Work to do: Can you print the dice-rolling discussion word for word, between "My complaint is" and "ago (1 children)", inclusive?

Text shown:
>> Begin
Sentences like "Can I roll for persuasion?" or worse "I perception the room" are one of my biggest pet peeves coming from players. Tell me what you want to accomplish, I will tell you whether and what you need to roll. I've mostly managed to train that behavior out of my players, thankfully. As a newbie DM I used to use die rolls as a crutch -- "this is a dice rolling game, so the more dice we roll the more fun we're having, right?" I thought. I also hated saying no to my players, so stupidly high DCs were a way to shift the blame onto the dice for my players' failures. As I've gained experience, I run a much less dice-heavy game. I very often just let my PCs succeed with no roll required.

The one case where I don't mind the players asking to roll is when they ask to "INSIGHT CHECK" à la critical role; it's always fun to see the players so passionately engaging with NPCs.

[–] [email protected] 5 points 1 year ago (3 children)

My complaint is when I have a PC with an insane charisma score and the DM wants me act out the conversation, then I fail in my persuasion without rolling. “The NPC would not be convinced by that”

Maybe I am not being very charismatic, but my PC is! Let me roll for it! You don’t make a mage fail in their spells because they can’t do magic in real life, do you?

[–] [email protected] 1 points 1 year ago (1 children)

The way I see it, there's nothing wrong with voicing your opinion, especially between games. Saying "hey, I feel like the fantasy of my character isn't coming to life, is there any way I could get you to take the Charisma score of my character in greater consideration during social interactions going forward?" after a game is a great way to deal with that. That said, there's only so much that Charisma can account for. No matter how charismatic you are, you won't persuade a king to give up his kingdom. Your DM likely thinks your arguments are just too weak for you to persuade someone, regardless of your Charisma. Maybe their expectations regarding your wit and roleplay are too high, or maybe you need to re-evaluate your expectations of what is possible in your game.
>> End
Entries:
>> Begin
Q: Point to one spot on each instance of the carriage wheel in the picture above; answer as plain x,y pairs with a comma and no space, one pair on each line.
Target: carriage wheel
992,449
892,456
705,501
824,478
>> End
Expected answer:
My complaint is when I have a PC with an insane charisma score and the DM wants me act out the conversation, then I fail in my persuasion without rolling. “The NPC would not be convinced by that”

Maybe I am not being very charismatic, but my PC is! Let me roll for it! You don’t make a mage fail in their spells because they can’t do magic in real life, do you?

[–] [email protected] 1 points 1 year ago (1 children)